Task requirements: Print out the records that follow, exactly and completely.

[Segmentation mask data]
=== Begin Enclosure ===

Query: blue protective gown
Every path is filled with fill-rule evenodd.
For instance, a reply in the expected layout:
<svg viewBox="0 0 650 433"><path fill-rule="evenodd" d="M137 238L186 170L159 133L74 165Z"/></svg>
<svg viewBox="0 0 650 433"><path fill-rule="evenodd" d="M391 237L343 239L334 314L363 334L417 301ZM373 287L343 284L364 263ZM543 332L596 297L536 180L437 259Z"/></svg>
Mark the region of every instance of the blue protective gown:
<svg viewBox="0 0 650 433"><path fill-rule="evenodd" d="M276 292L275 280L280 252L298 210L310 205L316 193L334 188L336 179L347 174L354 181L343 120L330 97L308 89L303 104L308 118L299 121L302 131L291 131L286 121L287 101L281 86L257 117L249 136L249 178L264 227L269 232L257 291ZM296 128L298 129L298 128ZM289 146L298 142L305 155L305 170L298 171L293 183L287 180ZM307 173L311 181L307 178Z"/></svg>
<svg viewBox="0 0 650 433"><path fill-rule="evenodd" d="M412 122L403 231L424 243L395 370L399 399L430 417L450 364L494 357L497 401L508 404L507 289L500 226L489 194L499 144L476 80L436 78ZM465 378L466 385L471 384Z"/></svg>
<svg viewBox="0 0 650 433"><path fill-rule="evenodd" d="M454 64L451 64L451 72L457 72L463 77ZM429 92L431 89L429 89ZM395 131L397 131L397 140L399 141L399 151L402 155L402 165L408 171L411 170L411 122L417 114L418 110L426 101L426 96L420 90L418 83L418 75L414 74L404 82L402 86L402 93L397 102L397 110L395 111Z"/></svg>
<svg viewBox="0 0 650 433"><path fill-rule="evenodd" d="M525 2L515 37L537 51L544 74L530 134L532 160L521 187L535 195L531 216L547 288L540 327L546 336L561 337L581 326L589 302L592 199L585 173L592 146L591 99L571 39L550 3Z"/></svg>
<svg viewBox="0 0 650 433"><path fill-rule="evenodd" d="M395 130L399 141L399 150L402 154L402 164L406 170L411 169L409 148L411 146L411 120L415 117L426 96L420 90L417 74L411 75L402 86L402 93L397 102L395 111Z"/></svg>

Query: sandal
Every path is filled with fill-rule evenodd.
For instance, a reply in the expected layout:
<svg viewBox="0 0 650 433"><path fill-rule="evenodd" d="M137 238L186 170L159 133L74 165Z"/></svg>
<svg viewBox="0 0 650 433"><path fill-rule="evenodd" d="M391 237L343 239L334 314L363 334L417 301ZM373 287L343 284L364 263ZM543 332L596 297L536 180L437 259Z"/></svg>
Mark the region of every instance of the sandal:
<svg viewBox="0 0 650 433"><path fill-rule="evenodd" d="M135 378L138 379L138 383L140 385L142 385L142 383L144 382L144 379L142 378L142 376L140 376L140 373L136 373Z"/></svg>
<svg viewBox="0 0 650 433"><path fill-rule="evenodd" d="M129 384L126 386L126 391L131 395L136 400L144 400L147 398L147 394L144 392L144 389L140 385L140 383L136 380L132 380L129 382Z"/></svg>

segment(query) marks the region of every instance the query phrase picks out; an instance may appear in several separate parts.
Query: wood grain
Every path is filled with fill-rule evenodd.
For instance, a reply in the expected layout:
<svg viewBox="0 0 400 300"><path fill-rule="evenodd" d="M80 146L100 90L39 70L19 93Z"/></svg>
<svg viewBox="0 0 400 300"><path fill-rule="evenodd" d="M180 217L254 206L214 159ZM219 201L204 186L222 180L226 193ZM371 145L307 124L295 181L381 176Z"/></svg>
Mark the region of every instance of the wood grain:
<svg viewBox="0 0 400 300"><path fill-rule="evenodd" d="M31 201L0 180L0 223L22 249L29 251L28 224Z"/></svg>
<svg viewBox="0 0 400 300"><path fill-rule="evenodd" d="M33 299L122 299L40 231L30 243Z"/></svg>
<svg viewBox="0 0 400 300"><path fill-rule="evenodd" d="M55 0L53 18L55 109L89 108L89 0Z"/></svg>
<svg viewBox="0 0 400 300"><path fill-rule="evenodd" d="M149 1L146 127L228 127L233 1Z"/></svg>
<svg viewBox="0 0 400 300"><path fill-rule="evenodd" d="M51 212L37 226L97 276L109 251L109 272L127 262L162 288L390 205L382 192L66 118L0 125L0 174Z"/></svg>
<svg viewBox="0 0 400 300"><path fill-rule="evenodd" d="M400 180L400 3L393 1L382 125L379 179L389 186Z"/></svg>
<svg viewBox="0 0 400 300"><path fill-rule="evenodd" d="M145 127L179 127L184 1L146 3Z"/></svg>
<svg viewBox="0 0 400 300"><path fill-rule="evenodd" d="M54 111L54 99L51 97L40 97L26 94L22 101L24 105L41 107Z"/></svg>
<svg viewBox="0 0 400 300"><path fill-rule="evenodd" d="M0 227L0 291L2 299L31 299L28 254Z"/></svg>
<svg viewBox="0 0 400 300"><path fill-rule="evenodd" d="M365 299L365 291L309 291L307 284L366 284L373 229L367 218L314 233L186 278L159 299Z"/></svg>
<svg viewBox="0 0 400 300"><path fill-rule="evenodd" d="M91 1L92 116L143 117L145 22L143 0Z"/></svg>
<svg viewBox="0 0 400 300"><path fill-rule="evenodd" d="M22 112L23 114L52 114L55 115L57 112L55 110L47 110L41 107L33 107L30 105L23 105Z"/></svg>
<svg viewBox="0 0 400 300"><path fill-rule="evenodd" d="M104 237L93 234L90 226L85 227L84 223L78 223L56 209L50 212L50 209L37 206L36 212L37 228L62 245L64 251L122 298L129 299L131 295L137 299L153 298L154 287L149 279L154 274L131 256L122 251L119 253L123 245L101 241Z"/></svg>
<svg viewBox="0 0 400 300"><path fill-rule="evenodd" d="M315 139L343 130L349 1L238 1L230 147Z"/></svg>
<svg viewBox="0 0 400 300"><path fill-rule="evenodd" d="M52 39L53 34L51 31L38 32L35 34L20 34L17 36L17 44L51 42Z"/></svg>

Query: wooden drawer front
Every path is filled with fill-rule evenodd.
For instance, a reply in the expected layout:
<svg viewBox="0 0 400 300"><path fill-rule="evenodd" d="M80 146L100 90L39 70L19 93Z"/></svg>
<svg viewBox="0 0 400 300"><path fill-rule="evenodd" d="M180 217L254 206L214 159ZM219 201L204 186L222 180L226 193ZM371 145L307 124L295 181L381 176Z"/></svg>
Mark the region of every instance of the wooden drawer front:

=== End Enclosure ===

Exercise answer:
Query: blue protective gown
Every path is filled with fill-rule evenodd.
For instance, a reply in the expected layout:
<svg viewBox="0 0 650 433"><path fill-rule="evenodd" d="M137 238L186 170L159 133L74 165Z"/></svg>
<svg viewBox="0 0 650 433"><path fill-rule="evenodd" d="M391 237L343 239L334 314L363 334L417 301ZM373 287L343 284L364 263ZM543 332L596 297L536 180L437 259Z"/></svg>
Mark the region of every instance of the blue protective gown:
<svg viewBox="0 0 650 433"><path fill-rule="evenodd" d="M276 292L275 280L280 252L298 210L310 205L316 193L334 188L336 179L347 174L354 181L343 120L330 97L308 89L303 104L308 118L299 121L302 131L291 131L286 121L287 101L281 86L257 117L249 136L249 178L264 227L269 232L257 291ZM296 128L298 129L298 128ZM289 146L298 142L305 155L305 170L298 171L293 183L287 180ZM307 173L311 181L307 178Z"/></svg>
<svg viewBox="0 0 650 433"><path fill-rule="evenodd" d="M412 122L403 231L424 243L395 370L399 399L430 417L450 364L494 357L497 401L508 404L507 289L500 226L489 194L499 144L476 80L436 78ZM465 378L466 385L471 384Z"/></svg>
<svg viewBox="0 0 650 433"><path fill-rule="evenodd" d="M454 64L451 64L451 72L457 72L463 77ZM429 92L431 89L429 89ZM395 131L397 131L397 140L399 141L399 151L402 155L402 165L408 171L411 170L411 122L417 114L418 110L426 101L426 96L420 90L418 83L418 75L414 74L404 82L402 86L402 93L397 102L397 110L395 111Z"/></svg>
<svg viewBox="0 0 650 433"><path fill-rule="evenodd" d="M525 2L515 37L537 51L544 74L530 134L532 160L521 187L535 195L531 216L547 288L540 327L546 336L561 337L581 326L589 302L592 199L585 173L592 146L591 99L571 39L550 3Z"/></svg>
<svg viewBox="0 0 650 433"><path fill-rule="evenodd" d="M395 130L399 141L399 150L402 154L402 164L406 170L411 169L409 148L411 146L411 120L415 117L426 96L420 90L417 74L411 75L402 86L402 93L397 102L395 111Z"/></svg>

Query: sandal
Every path is filled with fill-rule evenodd.
For instance, a reply in the expected layout:
<svg viewBox="0 0 650 433"><path fill-rule="evenodd" d="M137 238L186 170L159 133L74 165Z"/></svg>
<svg viewBox="0 0 650 433"><path fill-rule="evenodd" d="M391 237L343 239L334 314L363 334L417 301ZM373 287L343 284L364 263ZM543 332L596 297L536 180L437 259Z"/></svg>
Mark the region of every instance of the sandal:
<svg viewBox="0 0 650 433"><path fill-rule="evenodd" d="M135 378L138 379L138 383L140 385L142 385L142 383L144 382L144 379L142 378L142 376L140 376L140 373L136 373Z"/></svg>
<svg viewBox="0 0 650 433"><path fill-rule="evenodd" d="M129 384L126 386L126 391L131 395L136 400L144 400L147 398L147 394L144 392L144 389L140 385L140 383L136 380L132 380L129 382Z"/></svg>

segment(query) marks the region of every instance the query phrase picks out; an instance may appear in several separate parts.
Query: wood grain
Every path is filled with fill-rule evenodd.
For instance, a reply in the expected layout:
<svg viewBox="0 0 400 300"><path fill-rule="evenodd" d="M80 146L100 90L39 70L19 93Z"/></svg>
<svg viewBox="0 0 400 300"><path fill-rule="evenodd" d="M180 217L254 206L214 159ZM219 201L204 186L222 180L226 193ZM371 145L307 124L295 181L381 176Z"/></svg>
Mark the region of every instance of the wood grain:
<svg viewBox="0 0 400 300"><path fill-rule="evenodd" d="M31 201L0 180L0 223L22 249L29 251L28 224Z"/></svg>
<svg viewBox="0 0 400 300"><path fill-rule="evenodd" d="M33 299L122 299L40 231L30 243Z"/></svg>
<svg viewBox="0 0 400 300"><path fill-rule="evenodd" d="M55 0L53 18L55 109L89 108L89 0Z"/></svg>
<svg viewBox="0 0 400 300"><path fill-rule="evenodd" d="M149 1L146 127L228 127L233 1Z"/></svg>
<svg viewBox="0 0 400 300"><path fill-rule="evenodd" d="M51 212L37 226L97 276L109 251L109 272L127 262L162 288L390 205L382 192L66 118L0 125L0 174Z"/></svg>
<svg viewBox="0 0 400 300"><path fill-rule="evenodd" d="M400 180L400 3L393 1L382 125L379 179L389 186Z"/></svg>
<svg viewBox="0 0 400 300"><path fill-rule="evenodd" d="M145 127L179 127L184 1L146 3Z"/></svg>
<svg viewBox="0 0 400 300"><path fill-rule="evenodd" d="M54 111L54 99L51 97L40 97L26 94L22 101L24 105L41 107Z"/></svg>
<svg viewBox="0 0 400 300"><path fill-rule="evenodd" d="M0 227L0 291L2 299L31 299L28 254Z"/></svg>
<svg viewBox="0 0 400 300"><path fill-rule="evenodd" d="M365 299L365 291L309 291L307 284L366 284L373 229L367 218L314 233L186 278L159 299Z"/></svg>
<svg viewBox="0 0 400 300"><path fill-rule="evenodd" d="M91 1L92 116L143 117L145 22L143 0Z"/></svg>
<svg viewBox="0 0 400 300"><path fill-rule="evenodd" d="M22 112L23 114L52 114L55 115L57 112L55 110L47 110L41 107L33 107L30 105L23 105Z"/></svg>
<svg viewBox="0 0 400 300"><path fill-rule="evenodd" d="M104 237L93 234L90 226L85 227L84 223L78 223L56 209L50 212L50 209L37 206L36 212L37 228L62 245L64 251L122 298L129 299L131 295L137 299L153 298L154 287L149 279L154 274L131 256L122 251L119 253L123 245L101 241Z"/></svg>
<svg viewBox="0 0 400 300"><path fill-rule="evenodd" d="M315 139L343 130L349 1L238 1L230 147Z"/></svg>
<svg viewBox="0 0 400 300"><path fill-rule="evenodd" d="M52 39L53 34L51 31L38 32L35 34L20 34L17 36L17 44L51 42Z"/></svg>

Query: wooden drawer front
Every path is filled with fill-rule evenodd.
For instance, a reply in the expected layout:
<svg viewBox="0 0 400 300"><path fill-rule="evenodd" d="M80 146L100 90L39 70L19 93Z"/></svg>
<svg viewBox="0 0 400 300"><path fill-rule="evenodd" d="M180 217L254 206L214 159ZM219 201L204 186L222 180L226 193ZM371 145L307 124L295 181L381 176Z"/></svg>
Mark the region of every instance of the wooden drawer front:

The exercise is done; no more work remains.